_Supplied passage_.
------------
When Acropora nasuta corals come into contact with the toxic seaweed Chlorodesmis fastigiata, they emit a chemical that summons gobies, inch-long fish live in the crevices and crannies of the coral.
The scientists published their findings in the journal Science. They were able to summon gobies within minutes of the contact of seaweed. The researchers observed that corals with resident gobies saw a 30% decline in seaweed abundance after three days, whereas no change was seen in control corals.
One species, Gobiodon histrio ate the seaweed, while Paragobiodon echinocephalus trimmed it back. G. histrio also gained the benefit of becoming more toxic to predators which ate them in turn.
To test whether the corals were actively alerting their residents to the threat, the researchers exposed gobies to water from a selection of locations. Water around the seaweed failed to generate any response. Water from the points where seaweed was in contact with coral caused the gobies in 20 separate coral colonies to move towards that source.
Damselfish exposed to chemical alarm simply abandoned their corals within 48 hours. It could also be possible that the fish are responding to a chemical that corals release to some kind of stress. Gobies often spend their entire lives in the same coral colony and many plants are known to release signals when they are under attack from herbivorous pests to attract predators of these same pests.
Finding the link remains difficult. “The sensory basis for ecological interactions remains enigmatic, especially in marine habitats,” says Richard Zimmer, who studies chemical signaling between organisms at the University of California, Los Angeles. This research helps bridge the gap between cause and the effect on the ecosystem.
Reference: “Corals Chemically Cue Mutualistic Fishes to Remove Competing Seaweeds” by Danielle L. Dixson and Mark E. Hay, 9 November 2012, Science.
------------
_Record set_.
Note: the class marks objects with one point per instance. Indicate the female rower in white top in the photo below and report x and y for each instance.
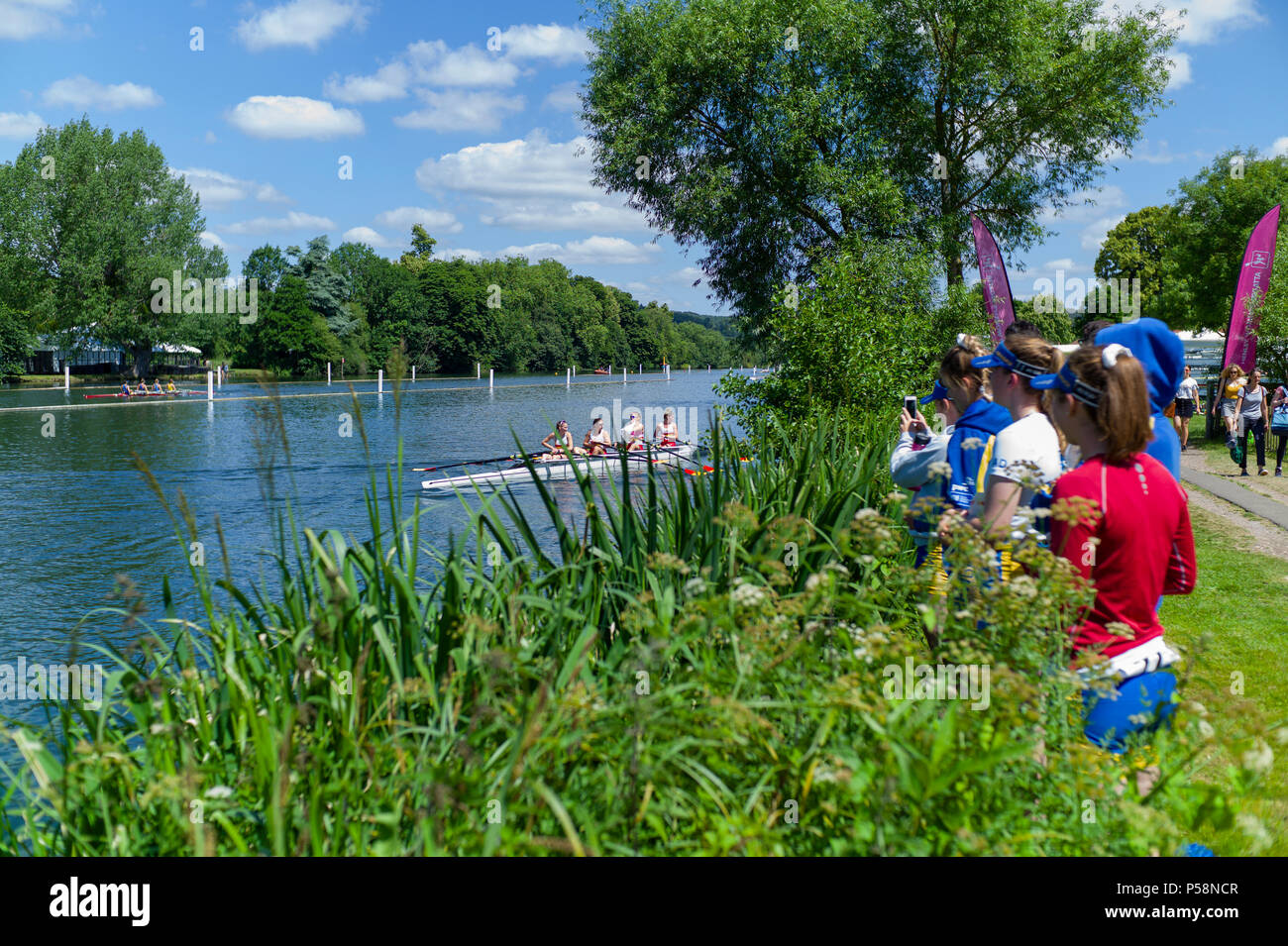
(558, 442)
(634, 433)
(597, 441)
(1026, 454)
(666, 433)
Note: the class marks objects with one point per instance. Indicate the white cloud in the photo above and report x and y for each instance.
(436, 63)
(531, 184)
(523, 167)
(217, 188)
(565, 98)
(559, 44)
(20, 125)
(294, 116)
(462, 111)
(387, 82)
(365, 235)
(300, 24)
(565, 215)
(592, 250)
(81, 91)
(1206, 21)
(1180, 72)
(433, 220)
(295, 220)
(21, 20)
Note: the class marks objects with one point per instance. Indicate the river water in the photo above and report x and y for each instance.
(75, 512)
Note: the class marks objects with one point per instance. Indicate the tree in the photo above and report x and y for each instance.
(772, 132)
(97, 219)
(1215, 214)
(288, 335)
(1138, 249)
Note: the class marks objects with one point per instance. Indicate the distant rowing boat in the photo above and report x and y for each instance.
(562, 469)
(150, 394)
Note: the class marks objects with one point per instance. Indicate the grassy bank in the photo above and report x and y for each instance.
(704, 666)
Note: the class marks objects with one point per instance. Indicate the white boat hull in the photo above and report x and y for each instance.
(563, 469)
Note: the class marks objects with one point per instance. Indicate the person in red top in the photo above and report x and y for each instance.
(1134, 543)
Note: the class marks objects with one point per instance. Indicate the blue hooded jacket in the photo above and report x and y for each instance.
(1163, 358)
(980, 421)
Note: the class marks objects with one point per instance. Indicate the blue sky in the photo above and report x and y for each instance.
(481, 143)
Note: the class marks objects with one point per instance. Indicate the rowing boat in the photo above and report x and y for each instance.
(562, 469)
(150, 394)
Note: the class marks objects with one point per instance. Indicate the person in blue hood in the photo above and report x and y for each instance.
(979, 420)
(1163, 357)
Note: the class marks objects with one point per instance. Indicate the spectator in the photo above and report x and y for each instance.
(1252, 416)
(1279, 426)
(1025, 459)
(1162, 356)
(1228, 391)
(1186, 399)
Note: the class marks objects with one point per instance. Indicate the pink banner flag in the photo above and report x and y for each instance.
(992, 275)
(1258, 259)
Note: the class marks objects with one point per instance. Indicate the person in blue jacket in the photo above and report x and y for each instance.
(1162, 354)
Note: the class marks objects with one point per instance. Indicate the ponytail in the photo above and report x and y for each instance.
(1122, 409)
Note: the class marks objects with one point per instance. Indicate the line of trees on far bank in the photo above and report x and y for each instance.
(89, 220)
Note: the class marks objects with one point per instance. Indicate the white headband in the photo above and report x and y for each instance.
(1109, 358)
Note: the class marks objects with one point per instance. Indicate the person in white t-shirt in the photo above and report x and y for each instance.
(632, 434)
(1186, 402)
(1026, 457)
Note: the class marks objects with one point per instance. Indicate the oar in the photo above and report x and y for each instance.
(677, 454)
(476, 463)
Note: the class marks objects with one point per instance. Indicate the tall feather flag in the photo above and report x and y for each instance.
(992, 275)
(1258, 259)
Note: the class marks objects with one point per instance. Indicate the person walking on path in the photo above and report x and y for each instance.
(1228, 389)
(1186, 402)
(1279, 426)
(1252, 412)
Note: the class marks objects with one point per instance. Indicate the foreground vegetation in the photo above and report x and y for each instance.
(699, 668)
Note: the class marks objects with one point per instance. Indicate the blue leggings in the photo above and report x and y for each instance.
(1108, 716)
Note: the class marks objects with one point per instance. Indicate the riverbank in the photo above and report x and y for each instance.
(702, 675)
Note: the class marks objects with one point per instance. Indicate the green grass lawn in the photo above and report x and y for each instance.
(1236, 623)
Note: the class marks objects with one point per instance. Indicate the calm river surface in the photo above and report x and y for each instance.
(75, 512)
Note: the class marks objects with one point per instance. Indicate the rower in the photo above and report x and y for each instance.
(634, 433)
(597, 441)
(666, 433)
(562, 444)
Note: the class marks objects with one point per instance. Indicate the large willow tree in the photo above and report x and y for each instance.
(771, 130)
(88, 220)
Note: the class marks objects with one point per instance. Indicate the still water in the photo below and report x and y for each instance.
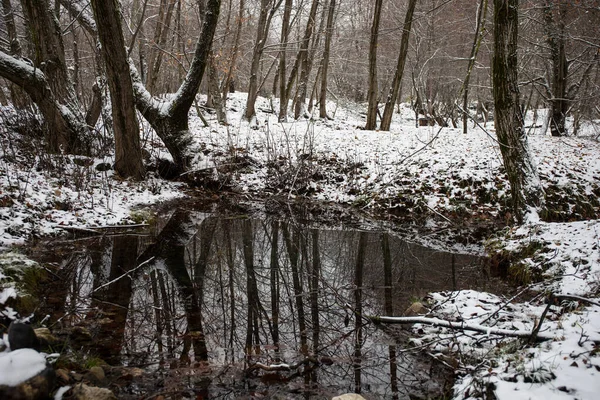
(266, 308)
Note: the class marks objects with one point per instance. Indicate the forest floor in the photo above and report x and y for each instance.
(443, 187)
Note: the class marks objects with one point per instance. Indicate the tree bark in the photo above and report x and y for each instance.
(63, 122)
(526, 190)
(479, 33)
(161, 32)
(325, 61)
(554, 15)
(169, 118)
(386, 119)
(128, 153)
(46, 37)
(259, 46)
(305, 62)
(373, 90)
(285, 26)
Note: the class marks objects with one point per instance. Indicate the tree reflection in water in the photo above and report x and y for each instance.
(253, 294)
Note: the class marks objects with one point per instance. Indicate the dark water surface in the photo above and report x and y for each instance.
(254, 308)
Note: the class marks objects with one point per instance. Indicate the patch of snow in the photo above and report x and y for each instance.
(20, 365)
------------
_Task set_.
[1] From the article on corals and gobies, quote the passage that begins at the words "The scientists published" and stops after "them in turn.".
[2] In the article on corals and gobies, how much did seaweed abundance decline after three days on corals with resident gobies?

_Answers for each item_.
[1]
The scientists published their findings in the journal Science. They were able to summon gobies within minutes of the contact of seaweed. The researchers observed that corals with resident gobies saw a 30% decline in seaweed abundance after three days, whereas no change was seen in control corals.
One species, Gobiodon histrio ate the seaweed, while Paragobiodon echinocephalus trimmed it back. G. histrio also gained the benefit of becoming more toxic to predators which ate them in turn.

[2] It declined by 30%.